* Stated problem *
Take all the material and copy it exactly.

Data records:

Begin

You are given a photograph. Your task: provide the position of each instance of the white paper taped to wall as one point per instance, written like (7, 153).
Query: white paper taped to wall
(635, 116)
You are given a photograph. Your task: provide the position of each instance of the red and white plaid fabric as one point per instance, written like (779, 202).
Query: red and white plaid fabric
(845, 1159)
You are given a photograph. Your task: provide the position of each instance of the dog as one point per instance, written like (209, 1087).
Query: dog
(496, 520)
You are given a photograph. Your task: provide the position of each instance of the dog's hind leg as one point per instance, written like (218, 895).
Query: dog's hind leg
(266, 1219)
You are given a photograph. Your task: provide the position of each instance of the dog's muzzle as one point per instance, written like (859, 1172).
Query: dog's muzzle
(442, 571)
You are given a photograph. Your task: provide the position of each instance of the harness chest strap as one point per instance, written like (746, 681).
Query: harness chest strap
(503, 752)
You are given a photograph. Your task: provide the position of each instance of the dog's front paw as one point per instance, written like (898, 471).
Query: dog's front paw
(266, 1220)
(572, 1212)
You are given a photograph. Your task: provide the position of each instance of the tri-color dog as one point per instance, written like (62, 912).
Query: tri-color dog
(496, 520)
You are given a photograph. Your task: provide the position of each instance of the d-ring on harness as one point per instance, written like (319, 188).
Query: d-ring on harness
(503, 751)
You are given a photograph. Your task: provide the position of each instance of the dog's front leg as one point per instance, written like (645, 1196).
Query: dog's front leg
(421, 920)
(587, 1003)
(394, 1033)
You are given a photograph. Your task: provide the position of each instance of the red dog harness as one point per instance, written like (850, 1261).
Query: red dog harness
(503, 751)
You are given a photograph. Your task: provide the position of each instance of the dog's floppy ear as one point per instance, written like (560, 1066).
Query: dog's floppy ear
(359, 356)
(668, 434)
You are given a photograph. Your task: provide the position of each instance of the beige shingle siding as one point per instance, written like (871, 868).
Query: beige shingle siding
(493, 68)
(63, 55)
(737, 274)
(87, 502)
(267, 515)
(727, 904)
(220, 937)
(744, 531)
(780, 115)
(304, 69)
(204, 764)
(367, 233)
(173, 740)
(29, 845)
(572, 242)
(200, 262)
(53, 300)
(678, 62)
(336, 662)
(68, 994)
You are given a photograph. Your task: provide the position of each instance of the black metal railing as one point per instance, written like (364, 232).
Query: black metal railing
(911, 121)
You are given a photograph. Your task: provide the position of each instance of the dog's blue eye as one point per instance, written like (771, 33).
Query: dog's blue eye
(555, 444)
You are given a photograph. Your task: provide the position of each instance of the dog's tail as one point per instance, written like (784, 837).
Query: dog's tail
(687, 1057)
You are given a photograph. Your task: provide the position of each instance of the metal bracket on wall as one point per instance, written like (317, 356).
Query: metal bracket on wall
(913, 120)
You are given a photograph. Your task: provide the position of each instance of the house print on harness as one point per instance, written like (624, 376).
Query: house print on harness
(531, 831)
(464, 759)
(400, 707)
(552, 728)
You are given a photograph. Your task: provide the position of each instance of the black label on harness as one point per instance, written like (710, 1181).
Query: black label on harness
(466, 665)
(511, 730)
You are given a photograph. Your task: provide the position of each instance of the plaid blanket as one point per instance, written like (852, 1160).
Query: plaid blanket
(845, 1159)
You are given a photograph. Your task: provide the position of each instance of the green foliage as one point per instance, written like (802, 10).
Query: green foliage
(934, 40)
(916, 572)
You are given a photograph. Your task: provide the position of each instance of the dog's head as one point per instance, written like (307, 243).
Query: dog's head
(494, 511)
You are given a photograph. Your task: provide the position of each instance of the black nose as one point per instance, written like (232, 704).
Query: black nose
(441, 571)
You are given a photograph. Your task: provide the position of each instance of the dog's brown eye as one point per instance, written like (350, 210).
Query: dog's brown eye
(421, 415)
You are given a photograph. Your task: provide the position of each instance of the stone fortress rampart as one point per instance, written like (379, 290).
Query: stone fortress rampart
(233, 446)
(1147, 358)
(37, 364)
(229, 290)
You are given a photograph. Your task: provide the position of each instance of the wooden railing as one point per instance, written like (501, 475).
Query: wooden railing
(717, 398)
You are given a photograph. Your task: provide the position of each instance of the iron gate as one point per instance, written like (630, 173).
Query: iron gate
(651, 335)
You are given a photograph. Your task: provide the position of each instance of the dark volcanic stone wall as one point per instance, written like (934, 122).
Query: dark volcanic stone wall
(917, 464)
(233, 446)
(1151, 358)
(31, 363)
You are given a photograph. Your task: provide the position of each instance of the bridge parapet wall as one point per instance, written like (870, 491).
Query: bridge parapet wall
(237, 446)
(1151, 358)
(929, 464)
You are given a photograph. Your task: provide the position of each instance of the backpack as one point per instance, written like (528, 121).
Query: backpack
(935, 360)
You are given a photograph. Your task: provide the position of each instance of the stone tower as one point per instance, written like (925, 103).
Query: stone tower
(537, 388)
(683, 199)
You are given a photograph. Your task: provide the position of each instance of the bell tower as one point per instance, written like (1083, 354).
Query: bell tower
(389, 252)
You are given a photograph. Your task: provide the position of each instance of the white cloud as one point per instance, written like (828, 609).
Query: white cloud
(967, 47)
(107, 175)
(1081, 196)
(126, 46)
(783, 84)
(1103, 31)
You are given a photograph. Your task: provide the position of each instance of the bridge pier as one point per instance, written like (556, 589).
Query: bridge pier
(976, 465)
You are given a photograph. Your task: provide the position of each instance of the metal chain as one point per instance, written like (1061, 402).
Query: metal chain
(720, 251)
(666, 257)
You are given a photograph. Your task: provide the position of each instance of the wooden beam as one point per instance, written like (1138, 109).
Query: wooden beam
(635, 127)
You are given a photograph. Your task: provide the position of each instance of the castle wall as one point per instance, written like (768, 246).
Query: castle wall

End

* The response *
You are given a photograph. Your task: provide the position of each instance of the white paper taped to wall as one point per instance, written like (7, 153).
Query: white paper taped to wall
(635, 116)
You are given a photograph. Your task: provide the position of each instance of the red and white plaid fabric as one point per instance, written like (779, 202).
Query: red and white plaid fabric
(845, 1159)
You are given a photograph. Your task: provide the position of each instance of the dog as one point per instance, written like (209, 1087).
Query: dog
(496, 520)
You are given a photograph. Your task: provide the position of each instance of the dog's hind leg as one point per instance, written like (218, 895).
Query: dog's hind leg
(266, 1219)
You are given a photograph. Your task: provide the position of each instance of the dog's muzzle as one point per instance, written like (859, 1172).
Query: dog's muzzle
(442, 571)
You are given a photograph. Your task: provide the position of each instance of the harness chest strap as one point per instance, written like (746, 681).
Query: harness chest strap
(503, 752)
You are given a photograph. Your task: provide the position of each instance of the dog's front paw as one point per instance, written like (898, 471).
Query: dog's front paw
(266, 1220)
(572, 1212)
You are given a photograph. Your task: provide the position of each instance of the tri-color dog as one point per instance, written like (62, 912).
Query: tri-color dog
(496, 520)
You are given a photograph. Your task: provide the position of each instance of the d-ring on harness as one point per instance, written like (319, 188).
Query: d-ring on harness
(503, 751)
You are given a photograph. Your task: provide the position of each instance of the dog's front leg as one point per instance, written like (645, 1196).
Query: dog's front leg
(421, 920)
(587, 1003)
(394, 1033)
You are given a photograph. Your task: provide the position of each instance of the red dog harness as one point per instance, written like (850, 1261).
Query: red dog harness
(503, 751)
You are given a photograph. Your task: provide the position of each instance of the dog's floppy ear as one point per instance, written like (560, 1066).
Query: dog's floppy ear
(359, 356)
(668, 434)
You are given a photograph. Your task: provide the position of each instance of the beige shingle siding as one point per instance, written like (871, 868).
Query: beige shingle siding
(493, 68)
(63, 55)
(737, 274)
(87, 502)
(267, 515)
(727, 904)
(220, 937)
(744, 531)
(780, 115)
(304, 69)
(204, 764)
(367, 233)
(173, 740)
(29, 845)
(572, 242)
(200, 262)
(53, 300)
(678, 62)
(336, 662)
(68, 994)
You are given a photograph. Your task: provide the position of each instance of the black metal railing as one point per instance, written like (364, 232).
Query: black metal railing
(911, 121)
You are given a photograph. Your task: provide the position of each instance of the dog's blue eye as one point per instance, written like (771, 33).
Query: dog's blue eye
(555, 444)
You are given a photograph. Your task: provide the position of each instance of the dog's tail as one point per instance, written like (784, 837).
Query: dog's tail
(687, 1057)
You are given a photograph. Your task: provide the position of each instance of the metal bracket on wall as one point per instance, written like (317, 356).
Query: metal bracket on wall
(913, 120)
You are given a photograph. Your task: provide the position of each instance of the house print on harness as one point per instance, written like (624, 376).
Query: house print on harness
(531, 831)
(464, 759)
(400, 707)
(552, 728)
You are given a photograph. Your task: provide the position of each instance of the black label on harness as one point per instance, written like (710, 1181).
Query: black label on harness
(466, 665)
(511, 730)
You are given a photograph. Your task: provide the position of each instance of the plaid blanket as one point per instance, written like (852, 1160).
Query: plaid blanket
(845, 1159)
You are given a photograph. Your task: provide the position of each instance of the green foliage as one point per instance, written like (802, 10).
Query: green foliage
(934, 40)
(916, 572)
You are given a photograph. Your task: provide the position of each instance of the dog's head as one point per instance, written like (307, 243).
Query: dog's head
(494, 511)
You are given a photograph. Your task: provide the position of each instance of the black nose as one point per instance, written like (232, 704).
Query: black nose
(441, 571)
You are given a photograph. Your task: provide the position of each instance of the dog's brown eye as one point per instance, written like (350, 210).
Query: dog's brown eye
(421, 415)
You are given a photograph. Your task: provide the position of each instance of the stone fortress rampart as one point per instance, written like (379, 290).
Query: stone fortress rampart
(233, 446)
(1147, 358)
(37, 364)
(229, 290)
You are given a photograph. Your task: provide the position of each instance of the wooden railing as one point per instance, written like (501, 475).
Query: wooden railing
(717, 398)
You are given a photograph. Your task: provide the position of each instance of the iron gate as one point per instance, written like (630, 173).
Query: iron gate
(651, 335)
You are given a photograph. Your task: provide the position of each instance of the dark volcanic stone wall as one point per instance, written like (934, 122).
Query: dark volcanic stone wall
(917, 464)
(233, 446)
(1151, 358)
(31, 363)
You are given a photograph. Your task: provide the position of each instance of the bridge parapet wall as one point per instance, written like (870, 491).
Query: bridge parapet wall
(237, 446)
(1151, 358)
(929, 464)
You are given a photograph. Your task: provide the position of each instance of the backpack as one point per instance, written like (528, 121).
Query: backpack
(935, 360)
You are given a photograph. Your task: provide the position of each instance of the stone tower as one point per instance, written like (925, 103).
Query: stone tower
(537, 388)
(683, 199)
You are given a photograph. Your task: provide the position of each instance of the bell tower as one point per instance, written like (1083, 354).
Query: bell tower
(389, 252)
You are given a photograph. Your task: provide the position of each instance of the white cloud as one point per instance, written like (828, 609).
Query: white cloud
(967, 47)
(107, 175)
(1081, 196)
(126, 46)
(783, 84)
(1103, 31)
You are given a photograph. Your task: provide the position of each instance of the bridge pier as one point per instance, written like (556, 589).
Query: bridge pier
(976, 465)
You are given a photograph. Your task: provide the position of each instance of the metal chain as one point per instance, written like (1061, 402).
Query: metal chain
(720, 251)
(666, 257)
You are given a photograph. Your task: provide the position of each instance of the wooden beam as one point per instance, written like (1138, 109).
Query: wooden beam
(635, 127)
You are given a photograph. Your task: provide the position of each instance of the castle wall as one point per instance, written like (768, 246).
Query: castle wall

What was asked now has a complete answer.